_Requirement_
Copy out the complete listing, word for word.

+-------+

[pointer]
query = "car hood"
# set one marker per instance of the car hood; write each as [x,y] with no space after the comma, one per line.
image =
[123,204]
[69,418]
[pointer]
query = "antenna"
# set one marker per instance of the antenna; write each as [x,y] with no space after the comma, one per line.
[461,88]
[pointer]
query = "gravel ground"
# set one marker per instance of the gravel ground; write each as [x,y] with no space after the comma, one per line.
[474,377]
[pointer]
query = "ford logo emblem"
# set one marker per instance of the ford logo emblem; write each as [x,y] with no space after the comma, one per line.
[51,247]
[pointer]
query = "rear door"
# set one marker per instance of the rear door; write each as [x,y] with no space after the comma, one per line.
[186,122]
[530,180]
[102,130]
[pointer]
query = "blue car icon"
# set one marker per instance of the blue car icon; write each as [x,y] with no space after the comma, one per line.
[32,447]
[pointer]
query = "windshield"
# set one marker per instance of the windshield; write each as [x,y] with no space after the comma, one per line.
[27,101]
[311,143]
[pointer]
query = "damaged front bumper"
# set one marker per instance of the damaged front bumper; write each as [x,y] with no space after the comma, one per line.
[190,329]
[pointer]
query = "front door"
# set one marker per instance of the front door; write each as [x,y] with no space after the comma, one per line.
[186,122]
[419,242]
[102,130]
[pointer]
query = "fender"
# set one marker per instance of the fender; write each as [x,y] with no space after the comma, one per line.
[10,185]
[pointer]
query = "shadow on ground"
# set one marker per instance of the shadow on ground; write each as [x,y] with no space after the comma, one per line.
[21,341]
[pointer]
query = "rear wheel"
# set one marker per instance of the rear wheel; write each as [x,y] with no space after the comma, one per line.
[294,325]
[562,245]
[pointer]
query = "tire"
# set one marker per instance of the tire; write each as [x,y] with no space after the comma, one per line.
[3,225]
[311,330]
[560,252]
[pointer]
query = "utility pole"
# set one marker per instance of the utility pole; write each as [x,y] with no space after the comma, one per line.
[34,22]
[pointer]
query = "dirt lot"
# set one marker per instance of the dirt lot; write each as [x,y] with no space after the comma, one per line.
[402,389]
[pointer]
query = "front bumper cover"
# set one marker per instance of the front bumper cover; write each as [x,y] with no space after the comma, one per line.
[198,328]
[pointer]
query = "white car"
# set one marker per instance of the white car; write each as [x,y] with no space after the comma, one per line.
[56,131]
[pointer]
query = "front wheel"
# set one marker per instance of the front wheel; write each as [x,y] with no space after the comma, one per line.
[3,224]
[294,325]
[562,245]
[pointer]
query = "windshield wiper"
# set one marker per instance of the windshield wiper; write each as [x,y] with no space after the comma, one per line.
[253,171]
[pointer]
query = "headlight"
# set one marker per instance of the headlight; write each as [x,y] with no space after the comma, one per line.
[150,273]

+-------+

_Response to this exercise_
[pointer]
query = "car hood"
# set one marker per instance of the car hood; write each as [x,y] with no space after the comma, one per line.
image =
[123,204]
[69,418]
[pointer]
query = "antenna"
# set one marker per instance of the antenna; write each as [x,y] with no space after the comma, one per line.
[461,88]
[pointer]
query = "gravel ground"
# set one marker per instance of the gravel ground; write each as [x,y] with no space after the comma, one per line.
[474,377]
[pointer]
query = "ford logo emblem"
# set one marker per instance of the ford logo emblem; write each as [x,y] with no space after the comma, one per line.
[51,247]
[pointer]
query = "rear door"
# set one marker per instance of the rear door; write each as [x,y] with no space after the comma, one per line.
[186,122]
[530,180]
[102,130]
[pointer]
query = "blue car icon"
# set one marker per instance of the blue car icon; write each as [x,y] with no space after the comma, one per line.
[32,447]
[pointer]
query = "windshield"
# set one marker per instance of the windshield; write each as [x,y] with no space after the comma, one per line.
[27,101]
[311,143]
[pointer]
query = "damaged front bumper"
# set one marker per instance of the damaged front bumper; write each as [x,y] with no space after the comma, one per line.
[190,329]
[pointer]
query = "front door"
# set one marker per instance of the front door; write each as [x,y] with no space after the comma, one per line.
[186,122]
[419,242]
[102,130]
[pointer]
query = "fender"
# set one marker per instance of the fender; write each as [x,y] with no space after the comma, one per line.
[10,185]
[pointer]
query = "shadow on ground"
# set one marker per instance of the shadow on ground; write each as [x,y] with no space after the comma, one per line.
[21,341]
[pointer]
query = "rear wheel"
# set one marker per instance of the rear wheel; write each as [x,y] with no space after the comma, one per line.
[294,325]
[562,245]
[pointer]
query = "tire"
# set one marker per instance of the tire; write each as [x,y] with no space after the comma, one per line.
[3,225]
[311,330]
[560,252]
[pointer]
query = "utility pole"
# set one marker per instance of the utility pole; write each as [x,y] with no space after the comma, one per line.
[34,22]
[pointer]
query = "dirt lot"
# set one marker per instance of the dirt lot; write each as [x,y] with no space after the comma, one per line.
[402,389]
[pointer]
query = "front bumper cover"
# set one marker per instance of the front bumper cover; write each as [x,y] with no space after the comma, one per line.
[198,328]
[pointer]
query = "white car"
# set one marker per instance of the white car; write each as [x,y] with no space after the comma, one per line.
[56,131]
[pointer]
query = "front wheel"
# set one marker per instance of the front wheel; write each as [x,y] with no space after the comma, one per line.
[3,224]
[294,325]
[562,245]
[pointer]
query = "windshield wiper"
# set one marker per instance of the windshield wiper; write each as [x,y] with no space after the comma, one per line.
[253,171]
[pointer]
query = "headlight"
# set one marker per instance of the headlight; write each as [x,y] with no space after the comma, one per line.
[150,273]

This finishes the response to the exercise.